→ MATERIAL FOR THE TASK
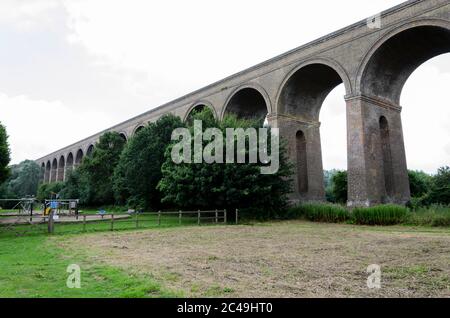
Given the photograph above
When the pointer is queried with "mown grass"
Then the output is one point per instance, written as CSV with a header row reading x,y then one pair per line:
x,y
144,222
34,266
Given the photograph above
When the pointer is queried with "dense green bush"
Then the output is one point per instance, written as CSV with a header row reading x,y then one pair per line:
x,y
139,169
49,190
317,212
231,185
4,155
380,215
440,188
23,181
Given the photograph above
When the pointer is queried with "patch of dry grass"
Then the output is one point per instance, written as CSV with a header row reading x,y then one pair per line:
x,y
282,259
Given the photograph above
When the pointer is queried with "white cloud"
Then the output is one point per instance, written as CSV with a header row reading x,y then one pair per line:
x,y
27,14
39,126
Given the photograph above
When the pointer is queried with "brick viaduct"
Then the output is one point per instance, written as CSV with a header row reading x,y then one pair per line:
x,y
373,62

→ TASK STATEMENT
With the pictures left out, transcribe the material exactly.

→ CORRECT RESULT
Given the photograph above
When the pointer is queried with "mown grass"
Then the output is one point per instance, written as CSV with a header row reading x,y then one pair per line:
x,y
144,222
34,266
Given the photograph above
When the pointer is queried with "dense green bush"
Then the output is one point per instance, written as CSV with a header row reading x,y then one pair per line:
x,y
139,169
49,190
317,212
231,185
4,155
380,215
440,188
23,181
Given the photograph above
When the pointer is queried with "patch of dry grass"
Then the output is one point per instance, written as CSV with a header row reading x,y then one pair per line:
x,y
282,259
Given the photograph above
When the pointer is queried with "white cloud"
Then the output is one point per instance, written as CSV with a header row reading x,y then one pair per line:
x,y
27,14
39,126
Given the photograph above
When the pointer is queried with "brick viaduct"
Then the output is one point per instance, written as CSV with a header row reading x,y then one pair per line:
x,y
373,62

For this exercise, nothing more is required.